**TASK DIRECTIONS:** Report each line from the records where the string "instance" turns up.

**DATA SECTION:**
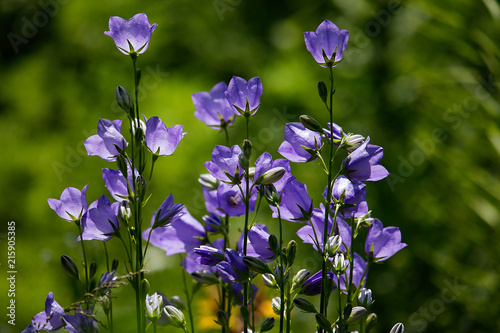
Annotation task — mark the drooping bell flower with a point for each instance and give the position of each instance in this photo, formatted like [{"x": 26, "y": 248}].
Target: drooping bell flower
[
  {"x": 243, "y": 96},
  {"x": 326, "y": 44},
  {"x": 132, "y": 36},
  {"x": 72, "y": 204},
  {"x": 104, "y": 144},
  {"x": 212, "y": 107},
  {"x": 382, "y": 243}
]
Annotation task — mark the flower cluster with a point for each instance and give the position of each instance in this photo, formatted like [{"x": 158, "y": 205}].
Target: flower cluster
[{"x": 236, "y": 184}]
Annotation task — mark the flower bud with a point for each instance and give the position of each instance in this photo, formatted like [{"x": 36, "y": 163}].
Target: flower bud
[
  {"x": 356, "y": 313},
  {"x": 271, "y": 176},
  {"x": 124, "y": 101},
  {"x": 70, "y": 267},
  {"x": 311, "y": 124},
  {"x": 398, "y": 328},
  {"x": 333, "y": 245},
  {"x": 175, "y": 316}
]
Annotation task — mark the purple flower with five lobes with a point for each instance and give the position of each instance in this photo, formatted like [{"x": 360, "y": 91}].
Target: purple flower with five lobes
[
  {"x": 131, "y": 36},
  {"x": 313, "y": 232},
  {"x": 81, "y": 322},
  {"x": 49, "y": 319},
  {"x": 243, "y": 96},
  {"x": 327, "y": 44},
  {"x": 212, "y": 107},
  {"x": 257, "y": 243},
  {"x": 382, "y": 243},
  {"x": 296, "y": 205},
  {"x": 108, "y": 140},
  {"x": 160, "y": 140},
  {"x": 225, "y": 164},
  {"x": 182, "y": 235},
  {"x": 72, "y": 204},
  {"x": 233, "y": 268},
  {"x": 353, "y": 194},
  {"x": 299, "y": 143},
  {"x": 362, "y": 163},
  {"x": 100, "y": 221},
  {"x": 265, "y": 163}
]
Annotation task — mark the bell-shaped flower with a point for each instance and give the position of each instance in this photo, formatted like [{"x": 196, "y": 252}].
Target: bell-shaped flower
[
  {"x": 50, "y": 318},
  {"x": 182, "y": 235},
  {"x": 131, "y": 36},
  {"x": 243, "y": 96},
  {"x": 72, "y": 204},
  {"x": 363, "y": 163},
  {"x": 81, "y": 322},
  {"x": 212, "y": 107},
  {"x": 107, "y": 141},
  {"x": 327, "y": 44},
  {"x": 160, "y": 140},
  {"x": 225, "y": 164},
  {"x": 257, "y": 242},
  {"x": 296, "y": 205},
  {"x": 382, "y": 243},
  {"x": 265, "y": 163},
  {"x": 100, "y": 221},
  {"x": 300, "y": 143}
]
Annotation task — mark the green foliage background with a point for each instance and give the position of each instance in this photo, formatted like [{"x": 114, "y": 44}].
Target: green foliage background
[{"x": 418, "y": 77}]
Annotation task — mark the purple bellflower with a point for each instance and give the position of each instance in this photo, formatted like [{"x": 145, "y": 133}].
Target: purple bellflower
[
  {"x": 182, "y": 235},
  {"x": 100, "y": 220},
  {"x": 362, "y": 163},
  {"x": 81, "y": 322},
  {"x": 104, "y": 144},
  {"x": 297, "y": 138},
  {"x": 327, "y": 44},
  {"x": 132, "y": 35},
  {"x": 296, "y": 205},
  {"x": 212, "y": 107},
  {"x": 160, "y": 140},
  {"x": 48, "y": 320},
  {"x": 72, "y": 204},
  {"x": 257, "y": 243},
  {"x": 225, "y": 164},
  {"x": 243, "y": 96},
  {"x": 382, "y": 243}
]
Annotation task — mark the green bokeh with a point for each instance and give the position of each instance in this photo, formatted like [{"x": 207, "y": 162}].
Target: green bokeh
[{"x": 418, "y": 78}]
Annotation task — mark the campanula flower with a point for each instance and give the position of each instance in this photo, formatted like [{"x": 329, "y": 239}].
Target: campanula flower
[
  {"x": 243, "y": 96},
  {"x": 104, "y": 144},
  {"x": 327, "y": 44},
  {"x": 382, "y": 243},
  {"x": 296, "y": 138},
  {"x": 296, "y": 205},
  {"x": 362, "y": 163},
  {"x": 131, "y": 36},
  {"x": 212, "y": 107},
  {"x": 161, "y": 140},
  {"x": 96, "y": 222},
  {"x": 49, "y": 319},
  {"x": 182, "y": 235},
  {"x": 225, "y": 164},
  {"x": 72, "y": 204}
]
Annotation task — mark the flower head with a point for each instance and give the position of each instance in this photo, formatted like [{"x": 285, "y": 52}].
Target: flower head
[
  {"x": 131, "y": 36},
  {"x": 243, "y": 96},
  {"x": 326, "y": 44},
  {"x": 212, "y": 107},
  {"x": 382, "y": 243},
  {"x": 72, "y": 204},
  {"x": 108, "y": 138}
]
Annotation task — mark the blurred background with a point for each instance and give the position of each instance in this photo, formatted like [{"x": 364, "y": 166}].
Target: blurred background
[{"x": 421, "y": 78}]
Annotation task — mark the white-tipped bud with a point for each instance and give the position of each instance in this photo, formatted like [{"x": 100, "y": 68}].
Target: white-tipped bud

**SOLUTION FOR THIS EXERCISE:**
Annotation task — mark the drooping bell flower with a point for each instance and give the position of each instance in this photo, formatted like [{"x": 26, "y": 248}].
Annotation task — mark the flower cluster with a point for each instance and give the position of each instance in this photo, formatted like [{"x": 158, "y": 205}].
Annotation task — mark the flower bud with a point for each instance and give the position of each instance in this photo, formatted like [{"x": 36, "y": 163}].
Annotation task — mark the purple flower with five lobes with a point for each instance and give the position of each instance in this photo, formatted like [{"x": 360, "y": 91}].
Annotation task — mark the bell-shaped flower with a point for each instance and give the position of each instance in this photo, formatted like [{"x": 196, "y": 252}].
Annotation task — mark the green foliage background with a point for each instance and give the position of each instance in this photo, formatted like [{"x": 114, "y": 44}].
Annotation task — mark the purple bellflower with a point for each instance and give the position of each instance in this photo, formatted like [{"x": 145, "y": 133}].
Annotation task — mark the green bokeh with a point for each instance and give the position of each instance in this photo, formatted like [{"x": 207, "y": 162}].
Annotation task — mark the campanula flower with a point for each instance and give the position of each instance in this photo, formatted like [{"x": 329, "y": 239}].
Annotation task — mark the flower head with a point for each instance and give the position of each instance in this photo, formatted like [{"x": 285, "y": 52}].
Annotation task — mark the blurred background with a point for each instance and give the position of each instance in this photo, formatted like [{"x": 364, "y": 166}].
Annotation task — mark the white-tipped bud with a point for each instance and give the position of each instance in this photo, formatted like [{"x": 100, "y": 68}].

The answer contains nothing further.